* Brief *
Pick out each line in the items below that contains the word "query" and copy it.

· · ·

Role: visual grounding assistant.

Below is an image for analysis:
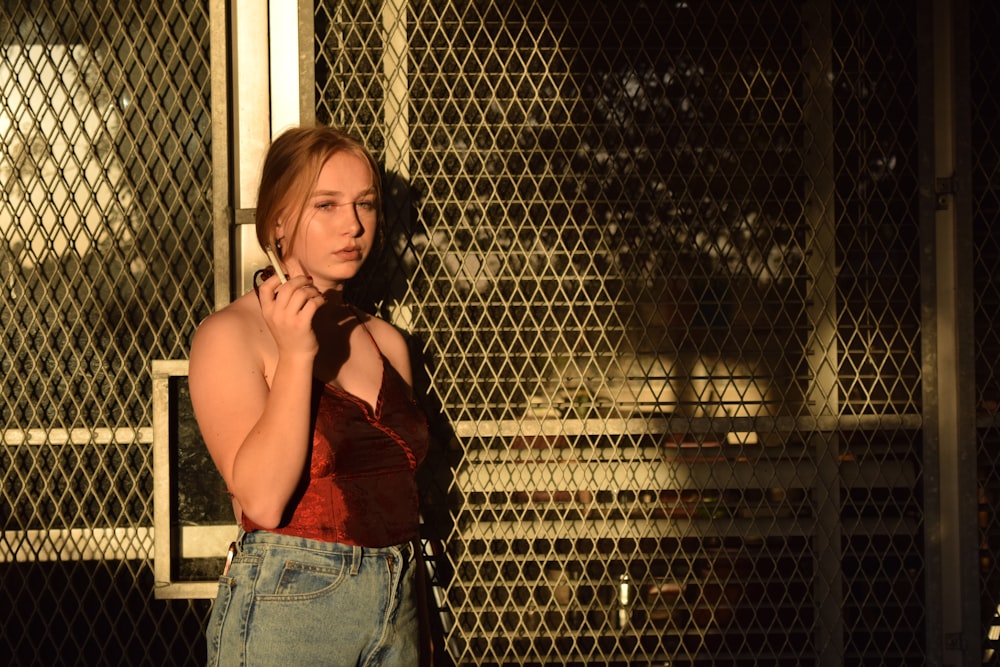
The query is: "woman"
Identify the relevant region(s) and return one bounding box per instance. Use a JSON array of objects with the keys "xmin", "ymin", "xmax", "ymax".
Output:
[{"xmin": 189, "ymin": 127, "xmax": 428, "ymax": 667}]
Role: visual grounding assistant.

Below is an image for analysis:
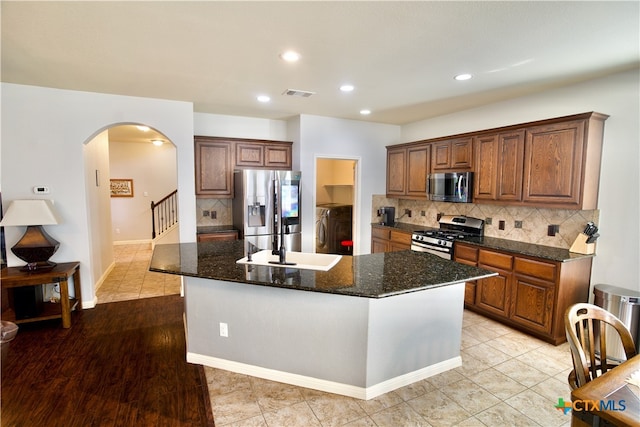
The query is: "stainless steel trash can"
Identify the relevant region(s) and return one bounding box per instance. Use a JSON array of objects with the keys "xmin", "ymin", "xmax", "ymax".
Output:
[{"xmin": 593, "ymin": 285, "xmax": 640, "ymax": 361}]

· · ·

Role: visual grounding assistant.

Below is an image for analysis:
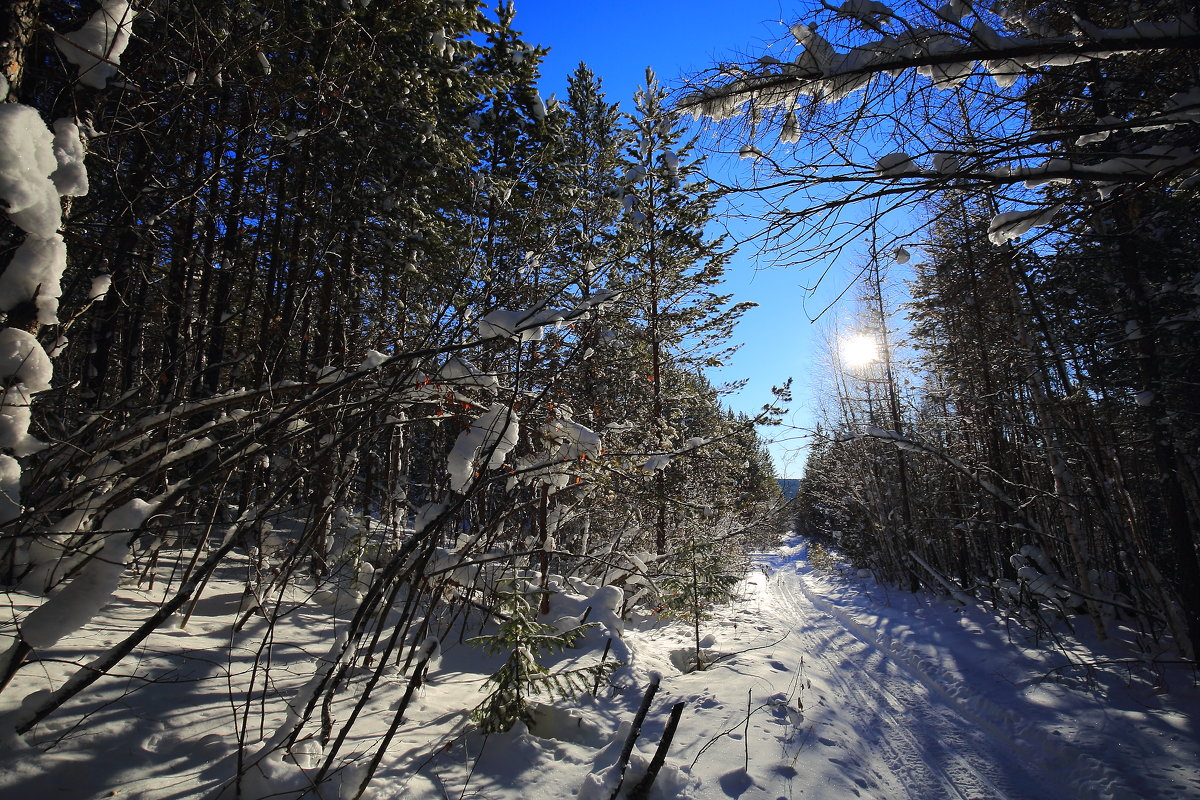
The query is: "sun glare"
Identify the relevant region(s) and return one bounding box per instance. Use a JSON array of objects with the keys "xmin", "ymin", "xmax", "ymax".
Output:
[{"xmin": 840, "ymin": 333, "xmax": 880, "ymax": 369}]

· · ·

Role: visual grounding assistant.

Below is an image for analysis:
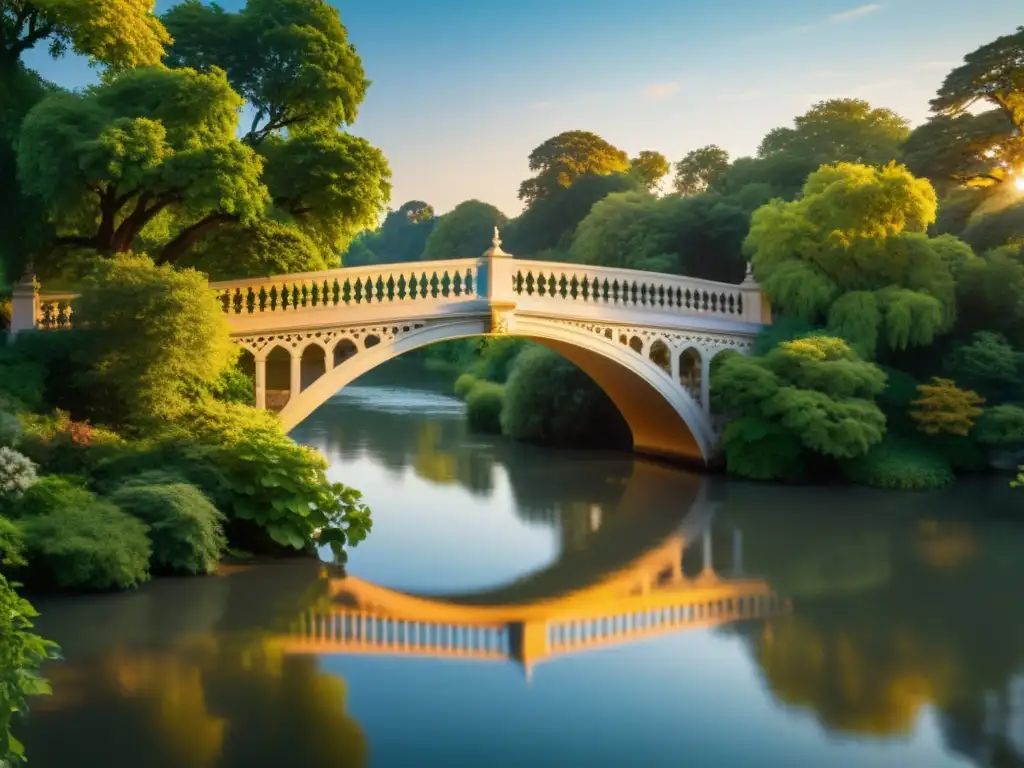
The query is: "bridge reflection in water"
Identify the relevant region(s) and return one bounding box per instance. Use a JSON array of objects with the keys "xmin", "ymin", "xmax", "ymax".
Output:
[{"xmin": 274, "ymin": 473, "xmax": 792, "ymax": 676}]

· · ·

* Full response *
The query is: "woman"
The query is: "stainless steel trash can"
The query is: "sun glare"
The query is: "bridge reflection in water"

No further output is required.